# Instructions for the task
Which lines in the records below contain the word "post" with matching case? Copy each of those lines in full.

══ Provided material

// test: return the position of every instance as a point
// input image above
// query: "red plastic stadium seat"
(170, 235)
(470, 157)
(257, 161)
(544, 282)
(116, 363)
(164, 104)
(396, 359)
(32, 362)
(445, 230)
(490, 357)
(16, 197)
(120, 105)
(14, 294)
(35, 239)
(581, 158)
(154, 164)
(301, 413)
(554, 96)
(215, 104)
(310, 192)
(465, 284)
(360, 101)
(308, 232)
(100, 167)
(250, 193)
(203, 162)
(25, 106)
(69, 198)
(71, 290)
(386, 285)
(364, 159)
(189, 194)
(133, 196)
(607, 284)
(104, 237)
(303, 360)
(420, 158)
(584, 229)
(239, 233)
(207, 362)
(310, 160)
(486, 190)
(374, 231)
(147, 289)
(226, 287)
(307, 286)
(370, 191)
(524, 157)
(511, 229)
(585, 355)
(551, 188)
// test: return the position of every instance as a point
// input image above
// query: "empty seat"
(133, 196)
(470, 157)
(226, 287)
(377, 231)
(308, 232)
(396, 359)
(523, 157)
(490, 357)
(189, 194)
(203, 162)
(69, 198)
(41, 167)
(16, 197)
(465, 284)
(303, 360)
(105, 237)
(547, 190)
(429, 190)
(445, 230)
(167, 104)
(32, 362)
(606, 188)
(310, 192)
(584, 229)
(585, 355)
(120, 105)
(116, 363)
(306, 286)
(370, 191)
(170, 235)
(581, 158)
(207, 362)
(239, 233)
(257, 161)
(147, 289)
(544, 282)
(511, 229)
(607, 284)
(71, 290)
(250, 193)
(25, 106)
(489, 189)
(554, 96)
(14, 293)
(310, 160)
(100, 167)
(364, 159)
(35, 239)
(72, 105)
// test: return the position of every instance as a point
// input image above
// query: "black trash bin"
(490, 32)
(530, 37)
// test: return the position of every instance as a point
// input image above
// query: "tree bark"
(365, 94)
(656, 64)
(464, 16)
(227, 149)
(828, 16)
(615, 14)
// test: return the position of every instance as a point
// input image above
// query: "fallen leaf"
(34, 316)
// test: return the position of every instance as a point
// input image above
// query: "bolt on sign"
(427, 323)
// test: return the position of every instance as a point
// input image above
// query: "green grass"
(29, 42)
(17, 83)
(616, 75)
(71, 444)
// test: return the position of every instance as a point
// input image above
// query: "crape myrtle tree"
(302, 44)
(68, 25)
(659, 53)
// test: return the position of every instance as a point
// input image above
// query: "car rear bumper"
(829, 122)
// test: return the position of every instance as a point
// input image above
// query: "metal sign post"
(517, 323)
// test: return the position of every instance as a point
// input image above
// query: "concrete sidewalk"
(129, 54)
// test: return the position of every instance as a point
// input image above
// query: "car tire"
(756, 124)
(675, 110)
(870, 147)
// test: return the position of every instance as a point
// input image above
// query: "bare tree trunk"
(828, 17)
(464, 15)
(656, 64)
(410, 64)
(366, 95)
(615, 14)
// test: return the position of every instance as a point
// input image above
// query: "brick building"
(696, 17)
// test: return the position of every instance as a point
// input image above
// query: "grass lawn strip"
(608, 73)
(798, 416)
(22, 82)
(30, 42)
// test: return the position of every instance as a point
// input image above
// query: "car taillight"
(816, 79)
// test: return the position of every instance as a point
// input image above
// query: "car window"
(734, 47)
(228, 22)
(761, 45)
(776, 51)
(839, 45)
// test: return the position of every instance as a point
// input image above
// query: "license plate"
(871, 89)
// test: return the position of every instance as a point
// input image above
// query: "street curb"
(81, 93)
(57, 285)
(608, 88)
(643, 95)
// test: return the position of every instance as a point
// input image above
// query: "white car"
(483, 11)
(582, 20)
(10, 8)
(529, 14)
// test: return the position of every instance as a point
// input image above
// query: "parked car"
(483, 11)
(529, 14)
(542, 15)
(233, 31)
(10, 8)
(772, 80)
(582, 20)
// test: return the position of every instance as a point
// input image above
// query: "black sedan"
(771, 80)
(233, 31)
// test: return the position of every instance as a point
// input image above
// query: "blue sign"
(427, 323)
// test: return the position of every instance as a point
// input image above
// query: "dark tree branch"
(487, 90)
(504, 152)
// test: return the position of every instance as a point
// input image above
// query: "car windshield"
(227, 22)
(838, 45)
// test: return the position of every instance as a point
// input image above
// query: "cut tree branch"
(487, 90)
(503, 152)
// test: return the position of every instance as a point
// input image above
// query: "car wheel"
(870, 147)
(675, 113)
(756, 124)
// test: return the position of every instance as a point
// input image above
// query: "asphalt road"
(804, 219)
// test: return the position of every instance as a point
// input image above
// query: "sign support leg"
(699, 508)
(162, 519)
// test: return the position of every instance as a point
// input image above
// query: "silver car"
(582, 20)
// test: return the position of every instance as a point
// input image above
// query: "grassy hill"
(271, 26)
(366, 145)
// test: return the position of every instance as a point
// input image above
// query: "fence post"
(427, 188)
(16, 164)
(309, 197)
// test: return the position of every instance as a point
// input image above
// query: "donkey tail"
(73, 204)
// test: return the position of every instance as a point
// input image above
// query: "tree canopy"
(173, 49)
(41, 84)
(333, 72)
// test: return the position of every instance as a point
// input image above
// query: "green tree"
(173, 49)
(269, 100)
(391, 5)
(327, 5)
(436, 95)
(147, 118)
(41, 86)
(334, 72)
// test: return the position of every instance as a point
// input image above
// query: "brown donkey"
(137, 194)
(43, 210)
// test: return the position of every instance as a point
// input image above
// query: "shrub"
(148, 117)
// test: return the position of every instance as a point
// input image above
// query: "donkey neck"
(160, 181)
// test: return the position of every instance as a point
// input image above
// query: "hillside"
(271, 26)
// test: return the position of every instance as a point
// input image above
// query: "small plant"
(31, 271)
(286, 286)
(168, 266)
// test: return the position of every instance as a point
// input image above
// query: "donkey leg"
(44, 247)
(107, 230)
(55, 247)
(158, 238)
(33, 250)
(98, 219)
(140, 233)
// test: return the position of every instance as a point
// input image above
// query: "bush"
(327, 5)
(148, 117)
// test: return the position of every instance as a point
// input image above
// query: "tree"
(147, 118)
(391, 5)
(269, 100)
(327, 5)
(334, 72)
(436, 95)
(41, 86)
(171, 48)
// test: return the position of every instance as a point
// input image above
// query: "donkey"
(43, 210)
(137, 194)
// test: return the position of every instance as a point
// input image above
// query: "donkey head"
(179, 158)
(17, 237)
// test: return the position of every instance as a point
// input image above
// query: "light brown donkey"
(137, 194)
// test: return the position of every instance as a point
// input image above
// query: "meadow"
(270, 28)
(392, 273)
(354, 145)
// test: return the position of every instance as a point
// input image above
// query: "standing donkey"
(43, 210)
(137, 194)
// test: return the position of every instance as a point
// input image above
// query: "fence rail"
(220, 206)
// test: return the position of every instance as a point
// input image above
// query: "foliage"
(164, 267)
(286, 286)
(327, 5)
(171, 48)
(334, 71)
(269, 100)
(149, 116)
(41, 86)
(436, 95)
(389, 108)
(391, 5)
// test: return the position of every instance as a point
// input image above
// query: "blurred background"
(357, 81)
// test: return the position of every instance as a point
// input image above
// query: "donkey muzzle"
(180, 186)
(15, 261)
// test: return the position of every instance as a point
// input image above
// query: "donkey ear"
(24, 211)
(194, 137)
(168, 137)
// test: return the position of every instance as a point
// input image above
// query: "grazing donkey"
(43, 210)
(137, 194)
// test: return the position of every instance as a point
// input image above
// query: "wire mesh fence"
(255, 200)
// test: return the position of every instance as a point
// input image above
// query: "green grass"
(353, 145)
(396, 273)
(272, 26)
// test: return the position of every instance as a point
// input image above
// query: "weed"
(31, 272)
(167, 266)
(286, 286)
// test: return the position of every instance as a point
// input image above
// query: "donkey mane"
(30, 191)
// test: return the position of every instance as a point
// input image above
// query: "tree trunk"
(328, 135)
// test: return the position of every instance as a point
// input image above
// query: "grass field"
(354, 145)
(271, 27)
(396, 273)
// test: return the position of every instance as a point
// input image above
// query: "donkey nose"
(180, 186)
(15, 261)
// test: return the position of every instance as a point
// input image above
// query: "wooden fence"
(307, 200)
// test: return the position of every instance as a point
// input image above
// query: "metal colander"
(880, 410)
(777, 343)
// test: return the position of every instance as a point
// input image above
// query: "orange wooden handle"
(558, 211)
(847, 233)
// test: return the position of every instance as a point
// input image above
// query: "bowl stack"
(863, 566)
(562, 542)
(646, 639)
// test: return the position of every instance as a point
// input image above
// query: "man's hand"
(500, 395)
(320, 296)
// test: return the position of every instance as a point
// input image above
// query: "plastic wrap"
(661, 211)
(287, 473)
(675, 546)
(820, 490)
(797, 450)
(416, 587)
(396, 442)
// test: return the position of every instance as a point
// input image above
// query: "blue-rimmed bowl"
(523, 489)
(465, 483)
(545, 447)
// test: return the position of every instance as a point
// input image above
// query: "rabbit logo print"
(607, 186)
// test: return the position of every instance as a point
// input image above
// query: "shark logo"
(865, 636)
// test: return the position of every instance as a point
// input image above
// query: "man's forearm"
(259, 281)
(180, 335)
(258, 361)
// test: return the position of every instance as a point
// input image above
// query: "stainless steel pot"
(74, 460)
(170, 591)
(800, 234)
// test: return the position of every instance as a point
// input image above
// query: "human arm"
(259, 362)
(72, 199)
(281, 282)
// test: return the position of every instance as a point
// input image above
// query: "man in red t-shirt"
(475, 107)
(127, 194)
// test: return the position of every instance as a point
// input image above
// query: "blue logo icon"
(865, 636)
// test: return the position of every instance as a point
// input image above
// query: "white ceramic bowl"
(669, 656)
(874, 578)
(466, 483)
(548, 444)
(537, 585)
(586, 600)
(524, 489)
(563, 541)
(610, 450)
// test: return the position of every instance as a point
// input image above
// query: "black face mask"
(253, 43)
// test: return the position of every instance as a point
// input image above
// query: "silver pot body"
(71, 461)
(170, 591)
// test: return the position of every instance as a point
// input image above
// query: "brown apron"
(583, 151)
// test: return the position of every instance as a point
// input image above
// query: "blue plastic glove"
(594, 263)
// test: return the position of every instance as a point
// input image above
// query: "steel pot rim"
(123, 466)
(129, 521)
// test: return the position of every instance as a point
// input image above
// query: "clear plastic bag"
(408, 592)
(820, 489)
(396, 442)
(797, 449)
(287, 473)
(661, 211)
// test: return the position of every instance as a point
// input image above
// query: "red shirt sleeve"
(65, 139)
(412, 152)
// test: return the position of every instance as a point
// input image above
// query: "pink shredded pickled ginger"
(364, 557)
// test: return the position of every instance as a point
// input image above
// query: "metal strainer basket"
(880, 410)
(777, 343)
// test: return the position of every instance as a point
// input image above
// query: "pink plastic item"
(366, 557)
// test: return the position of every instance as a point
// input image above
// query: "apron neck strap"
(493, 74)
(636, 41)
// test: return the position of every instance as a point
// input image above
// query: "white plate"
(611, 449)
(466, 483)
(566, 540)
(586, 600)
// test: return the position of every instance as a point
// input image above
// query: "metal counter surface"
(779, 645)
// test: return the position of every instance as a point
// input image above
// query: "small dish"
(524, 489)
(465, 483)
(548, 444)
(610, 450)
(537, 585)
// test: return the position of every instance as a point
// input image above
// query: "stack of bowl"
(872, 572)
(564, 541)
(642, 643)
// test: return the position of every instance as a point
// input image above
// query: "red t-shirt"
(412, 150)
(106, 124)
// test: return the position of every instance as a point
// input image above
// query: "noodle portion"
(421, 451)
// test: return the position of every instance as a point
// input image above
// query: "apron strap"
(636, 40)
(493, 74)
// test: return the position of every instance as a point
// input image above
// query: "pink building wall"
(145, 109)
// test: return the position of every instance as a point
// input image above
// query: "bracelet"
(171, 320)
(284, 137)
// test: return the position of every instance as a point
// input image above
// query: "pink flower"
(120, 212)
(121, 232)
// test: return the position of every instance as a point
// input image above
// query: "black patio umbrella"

════

# Exercise result
// query: "metal sign post"
// query: "fence post"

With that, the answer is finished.